**TEKS BACAAN:**
####

Setelah berbaiat kepada nabi saw. di makkah dan sebelum berangkat ke madinah,
al Syifâ’ pergi menemui Nabi dan berkat, “Wahai
Rasulullah, dulu saya berprofesi sebagai peruqyah, dan aku ingin menunjukkan
ruqyah itu kepadamu.” Nabi saw. lalu berkata, “Coba tunjukkan!” Al-Syifâ’ lalu mempraktikkan ruqyah (jampi – jampi penawar luka) itu. Nabi saw.
bersabda, “Meruqyahlah dengan itu dan ajarkanlah kepada Hafshah. Dengan
nama Allah, shalwun, shalbun, jabrun, aku berlindung dari mulut- mulutnya
sehingga tidak membahayakan orang. Ya Allah, hilangkanlah penyakit ini, wahai
Penguasa manusia.” Al-Syifâ membacakan jampi – jampi itu kepada minyak
kasturi sebanyak tujuh kali, lalu minyak tersebut diletakkan di wadah yang
bersih dan dicampur dengan cuka merah Tsaqif, kemudian dioleskan di atas luka.

####

Entri data tersimpan:
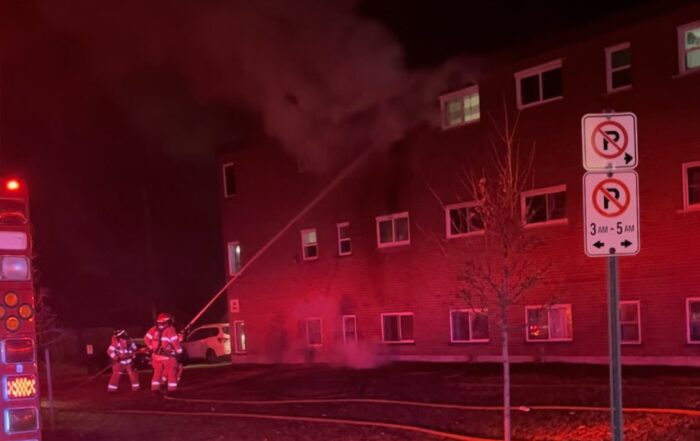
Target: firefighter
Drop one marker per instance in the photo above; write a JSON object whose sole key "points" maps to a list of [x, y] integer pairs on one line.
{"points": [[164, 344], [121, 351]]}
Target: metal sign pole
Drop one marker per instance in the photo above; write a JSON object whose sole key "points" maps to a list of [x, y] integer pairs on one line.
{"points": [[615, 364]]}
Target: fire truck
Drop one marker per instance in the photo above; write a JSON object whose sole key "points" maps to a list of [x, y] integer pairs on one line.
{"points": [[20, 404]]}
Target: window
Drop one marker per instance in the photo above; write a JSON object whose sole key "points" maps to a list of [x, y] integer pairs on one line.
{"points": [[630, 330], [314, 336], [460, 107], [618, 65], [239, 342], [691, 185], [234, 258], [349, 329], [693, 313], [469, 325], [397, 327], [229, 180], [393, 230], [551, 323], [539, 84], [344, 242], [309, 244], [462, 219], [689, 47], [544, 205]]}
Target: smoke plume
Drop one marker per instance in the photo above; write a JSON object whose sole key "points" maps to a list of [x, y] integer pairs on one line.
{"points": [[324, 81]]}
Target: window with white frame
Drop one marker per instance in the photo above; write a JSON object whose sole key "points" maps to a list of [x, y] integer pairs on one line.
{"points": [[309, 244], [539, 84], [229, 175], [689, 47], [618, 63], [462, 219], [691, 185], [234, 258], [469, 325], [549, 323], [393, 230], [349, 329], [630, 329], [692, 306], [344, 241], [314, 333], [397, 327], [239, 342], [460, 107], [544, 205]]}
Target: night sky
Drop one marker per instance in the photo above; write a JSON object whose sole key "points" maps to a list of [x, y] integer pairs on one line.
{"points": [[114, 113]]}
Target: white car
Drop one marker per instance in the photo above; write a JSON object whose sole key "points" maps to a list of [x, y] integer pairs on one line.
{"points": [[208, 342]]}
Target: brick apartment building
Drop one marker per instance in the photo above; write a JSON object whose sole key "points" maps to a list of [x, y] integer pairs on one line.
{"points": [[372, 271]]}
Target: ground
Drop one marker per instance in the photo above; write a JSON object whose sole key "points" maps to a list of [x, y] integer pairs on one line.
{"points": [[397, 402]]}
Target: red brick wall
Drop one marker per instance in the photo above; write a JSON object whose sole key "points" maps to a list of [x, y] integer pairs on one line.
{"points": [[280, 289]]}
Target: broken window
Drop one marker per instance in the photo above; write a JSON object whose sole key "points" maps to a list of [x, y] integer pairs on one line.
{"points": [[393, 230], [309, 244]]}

####

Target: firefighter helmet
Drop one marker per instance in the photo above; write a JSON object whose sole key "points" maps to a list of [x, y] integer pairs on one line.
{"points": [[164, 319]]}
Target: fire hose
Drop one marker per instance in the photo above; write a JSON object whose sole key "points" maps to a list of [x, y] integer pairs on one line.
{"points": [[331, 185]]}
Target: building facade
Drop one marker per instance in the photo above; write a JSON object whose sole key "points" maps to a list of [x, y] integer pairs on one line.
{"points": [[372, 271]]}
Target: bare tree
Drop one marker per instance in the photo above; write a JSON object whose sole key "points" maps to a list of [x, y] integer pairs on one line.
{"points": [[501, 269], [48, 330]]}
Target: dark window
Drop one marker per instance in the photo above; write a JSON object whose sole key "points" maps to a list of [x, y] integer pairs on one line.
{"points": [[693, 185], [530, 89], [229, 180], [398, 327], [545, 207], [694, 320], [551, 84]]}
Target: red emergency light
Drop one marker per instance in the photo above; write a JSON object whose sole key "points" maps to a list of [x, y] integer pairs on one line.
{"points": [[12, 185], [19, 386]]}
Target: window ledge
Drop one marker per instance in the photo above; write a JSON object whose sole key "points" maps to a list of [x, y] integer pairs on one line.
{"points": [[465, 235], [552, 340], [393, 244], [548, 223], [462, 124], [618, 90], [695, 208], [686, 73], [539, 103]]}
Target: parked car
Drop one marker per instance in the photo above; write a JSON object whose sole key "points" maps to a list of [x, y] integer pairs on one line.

####

**TUJUAN LATIHAN:** Cetak ulang seluruh bacaan tentang al-Syifâ’ dan ruqyah di atas, huruf demi huruf, tanpa perubahan apa pun.

**JAWABAN LATIHAN:**
Setelah berbaiat kepada nabi saw. di makkah dan sebelum berangkat ke madinah,
al Syifâ’ pergi menemui Nabi dan berkat, “Wahai
Rasulullah, dulu saya berprofesi sebagai peruqyah, dan aku ingin menunjukkan
ruqyah itu kepadamu.” Nabi saw. lalu berkata, “Coba tunjukkan!” Al-Syifâ’ lalu mempraktikkan ruqyah (jampi – jampi penawar luka) itu. Nabi saw.
bersabda, “Meruqyahlah dengan itu dan ajarkanlah kepada Hafshah. Dengan
nama Allah, shalwun, shalbun, jabrun, aku berlindung dari mulut- mulutnya
sehingga tidak membahayakan orang. Ya Allah, hilangkanlah penyakit ini, wahai
Penguasa manusia.” Al-Syifâ membacakan jampi – jampi itu kepada minyak
kasturi sebanyak tujuh kali, lalu minyak tersebut diletakkan di wadah yang
bersih dan dicampur dengan cuka merah Tsaqif, kemudian dioleskan di atas luka.